DATASET RECORDS:
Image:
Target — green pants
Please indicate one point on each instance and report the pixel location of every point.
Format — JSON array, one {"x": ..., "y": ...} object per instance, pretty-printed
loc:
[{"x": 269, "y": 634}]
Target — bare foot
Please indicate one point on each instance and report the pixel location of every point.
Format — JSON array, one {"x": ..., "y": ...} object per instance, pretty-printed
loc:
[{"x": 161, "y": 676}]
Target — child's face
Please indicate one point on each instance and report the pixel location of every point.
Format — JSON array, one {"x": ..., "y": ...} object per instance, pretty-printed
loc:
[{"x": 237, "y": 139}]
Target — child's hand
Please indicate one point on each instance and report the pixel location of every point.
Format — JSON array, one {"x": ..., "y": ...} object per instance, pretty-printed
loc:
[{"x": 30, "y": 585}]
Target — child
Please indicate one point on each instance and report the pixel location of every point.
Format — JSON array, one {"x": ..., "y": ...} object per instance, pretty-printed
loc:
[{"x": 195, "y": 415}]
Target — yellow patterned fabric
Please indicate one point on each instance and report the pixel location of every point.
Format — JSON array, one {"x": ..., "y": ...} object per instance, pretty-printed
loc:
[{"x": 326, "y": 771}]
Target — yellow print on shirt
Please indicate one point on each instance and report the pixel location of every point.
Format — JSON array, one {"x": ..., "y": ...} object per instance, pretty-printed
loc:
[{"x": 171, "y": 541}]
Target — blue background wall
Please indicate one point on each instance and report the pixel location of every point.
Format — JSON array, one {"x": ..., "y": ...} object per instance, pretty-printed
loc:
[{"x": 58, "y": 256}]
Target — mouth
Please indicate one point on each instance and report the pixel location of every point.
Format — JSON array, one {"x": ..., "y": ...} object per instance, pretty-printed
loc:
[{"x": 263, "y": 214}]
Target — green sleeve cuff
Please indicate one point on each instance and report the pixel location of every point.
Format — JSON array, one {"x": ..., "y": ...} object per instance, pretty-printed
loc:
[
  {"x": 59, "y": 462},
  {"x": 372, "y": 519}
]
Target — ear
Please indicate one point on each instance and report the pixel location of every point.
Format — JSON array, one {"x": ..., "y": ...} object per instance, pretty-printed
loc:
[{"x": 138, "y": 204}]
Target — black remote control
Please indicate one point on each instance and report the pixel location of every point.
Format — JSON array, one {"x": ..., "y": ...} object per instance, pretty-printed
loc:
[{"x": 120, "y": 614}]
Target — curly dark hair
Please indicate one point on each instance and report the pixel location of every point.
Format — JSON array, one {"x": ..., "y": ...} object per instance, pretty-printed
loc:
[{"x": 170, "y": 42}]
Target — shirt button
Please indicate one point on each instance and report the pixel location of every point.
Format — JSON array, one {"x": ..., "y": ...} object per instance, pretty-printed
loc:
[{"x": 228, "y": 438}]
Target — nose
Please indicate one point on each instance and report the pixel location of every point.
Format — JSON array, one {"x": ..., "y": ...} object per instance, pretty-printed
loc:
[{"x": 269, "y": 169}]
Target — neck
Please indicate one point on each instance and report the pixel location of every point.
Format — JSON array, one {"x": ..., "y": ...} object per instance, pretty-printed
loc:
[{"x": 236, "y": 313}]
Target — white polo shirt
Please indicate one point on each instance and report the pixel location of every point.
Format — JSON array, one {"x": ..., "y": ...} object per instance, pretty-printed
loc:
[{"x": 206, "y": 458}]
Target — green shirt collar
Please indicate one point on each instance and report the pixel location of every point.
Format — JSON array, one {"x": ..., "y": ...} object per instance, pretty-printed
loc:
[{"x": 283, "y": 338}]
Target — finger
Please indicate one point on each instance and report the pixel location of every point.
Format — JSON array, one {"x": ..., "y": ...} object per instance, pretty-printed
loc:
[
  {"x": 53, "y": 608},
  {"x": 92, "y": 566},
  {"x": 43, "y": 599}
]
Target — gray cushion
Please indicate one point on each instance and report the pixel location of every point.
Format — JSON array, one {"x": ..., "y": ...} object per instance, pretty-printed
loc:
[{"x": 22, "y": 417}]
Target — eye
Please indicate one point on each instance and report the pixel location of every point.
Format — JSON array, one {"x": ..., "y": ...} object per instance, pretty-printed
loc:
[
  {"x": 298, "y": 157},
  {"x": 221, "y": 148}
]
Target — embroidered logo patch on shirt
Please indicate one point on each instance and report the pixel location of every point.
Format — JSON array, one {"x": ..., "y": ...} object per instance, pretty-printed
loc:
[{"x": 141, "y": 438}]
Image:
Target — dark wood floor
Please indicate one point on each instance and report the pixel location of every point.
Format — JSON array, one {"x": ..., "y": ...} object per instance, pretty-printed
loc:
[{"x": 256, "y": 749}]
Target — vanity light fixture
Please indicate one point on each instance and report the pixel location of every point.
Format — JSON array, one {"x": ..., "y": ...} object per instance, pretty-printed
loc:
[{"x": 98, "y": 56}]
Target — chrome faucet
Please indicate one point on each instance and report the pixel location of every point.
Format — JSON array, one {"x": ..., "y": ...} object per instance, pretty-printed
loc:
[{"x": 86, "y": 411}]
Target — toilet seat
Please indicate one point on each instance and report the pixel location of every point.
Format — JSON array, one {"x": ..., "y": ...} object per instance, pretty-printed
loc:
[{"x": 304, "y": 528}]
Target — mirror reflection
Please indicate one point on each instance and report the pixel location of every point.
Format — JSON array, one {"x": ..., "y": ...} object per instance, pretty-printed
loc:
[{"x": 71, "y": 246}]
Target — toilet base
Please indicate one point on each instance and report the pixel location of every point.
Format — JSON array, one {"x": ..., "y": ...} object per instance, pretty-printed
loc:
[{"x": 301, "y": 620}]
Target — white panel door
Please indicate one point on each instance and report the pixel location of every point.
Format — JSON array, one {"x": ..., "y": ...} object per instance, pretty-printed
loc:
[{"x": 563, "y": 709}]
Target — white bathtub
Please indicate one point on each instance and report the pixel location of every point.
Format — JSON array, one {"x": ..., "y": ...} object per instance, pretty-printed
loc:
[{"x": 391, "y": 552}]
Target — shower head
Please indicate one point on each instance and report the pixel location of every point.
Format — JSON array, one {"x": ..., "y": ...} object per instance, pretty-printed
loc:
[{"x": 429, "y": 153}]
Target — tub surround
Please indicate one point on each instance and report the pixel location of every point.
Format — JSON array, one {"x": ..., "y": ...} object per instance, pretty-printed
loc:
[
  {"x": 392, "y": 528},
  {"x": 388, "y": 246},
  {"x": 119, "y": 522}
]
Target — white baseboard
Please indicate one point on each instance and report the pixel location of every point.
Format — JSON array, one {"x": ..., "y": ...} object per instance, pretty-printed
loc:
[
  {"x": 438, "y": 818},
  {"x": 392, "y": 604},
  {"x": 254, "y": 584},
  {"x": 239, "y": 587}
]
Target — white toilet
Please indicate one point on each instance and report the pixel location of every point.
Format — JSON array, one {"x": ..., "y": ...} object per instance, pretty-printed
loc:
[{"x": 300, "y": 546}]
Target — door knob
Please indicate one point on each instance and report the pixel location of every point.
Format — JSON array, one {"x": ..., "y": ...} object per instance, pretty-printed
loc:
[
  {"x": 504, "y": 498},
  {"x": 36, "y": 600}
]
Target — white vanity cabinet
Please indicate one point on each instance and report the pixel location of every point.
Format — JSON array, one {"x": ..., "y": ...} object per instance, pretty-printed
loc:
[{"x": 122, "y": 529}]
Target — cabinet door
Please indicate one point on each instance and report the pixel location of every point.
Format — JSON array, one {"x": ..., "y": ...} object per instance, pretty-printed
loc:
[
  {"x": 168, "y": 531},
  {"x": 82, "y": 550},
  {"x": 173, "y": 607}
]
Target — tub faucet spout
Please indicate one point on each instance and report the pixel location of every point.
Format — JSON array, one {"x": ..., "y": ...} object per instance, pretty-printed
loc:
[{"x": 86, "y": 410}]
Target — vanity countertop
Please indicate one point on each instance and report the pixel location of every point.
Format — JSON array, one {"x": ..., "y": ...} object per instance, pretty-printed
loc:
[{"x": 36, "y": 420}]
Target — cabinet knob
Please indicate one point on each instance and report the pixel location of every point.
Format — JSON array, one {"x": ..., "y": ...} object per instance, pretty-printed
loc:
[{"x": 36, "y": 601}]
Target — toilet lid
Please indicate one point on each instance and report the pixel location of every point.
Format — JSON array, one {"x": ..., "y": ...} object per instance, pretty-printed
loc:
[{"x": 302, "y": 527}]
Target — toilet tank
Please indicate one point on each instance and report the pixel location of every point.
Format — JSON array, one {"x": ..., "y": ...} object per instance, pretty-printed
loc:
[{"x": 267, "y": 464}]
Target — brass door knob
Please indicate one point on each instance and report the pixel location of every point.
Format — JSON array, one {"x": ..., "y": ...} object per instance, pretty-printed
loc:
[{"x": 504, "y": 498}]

WHAT YOU WILL DO:
The lines to reproduce run from the line containing "Target — cabinet knob" to the end of the listing; write them out exactly and add nothing.

WORKED SOLUTION:
Target — cabinet knob
Please indicate one point on each instance and report the pixel location of every point.
Format — JSON array, one {"x": ..., "y": ...} object per instance, pretty-printed
loc:
[{"x": 36, "y": 601}]
Target — toilet lid
Please indicate one point on each instance and report the pixel location of every point.
Format — JSON array, one {"x": ..., "y": ...} object per instance, pretty-printed
loc:
[{"x": 302, "y": 527}]
Target — toilet tank
Please indicate one point on each instance and report the pixel location of every point.
Format — JSON array, one {"x": ..., "y": ...} object per instance, pretty-printed
loc:
[{"x": 267, "y": 464}]
Target — brass door knob
Please indicate one point on each instance and report the pixel location of every point.
Format — JSON array, one {"x": ..., "y": ...} object per instance, pretty-printed
loc:
[{"x": 504, "y": 498}]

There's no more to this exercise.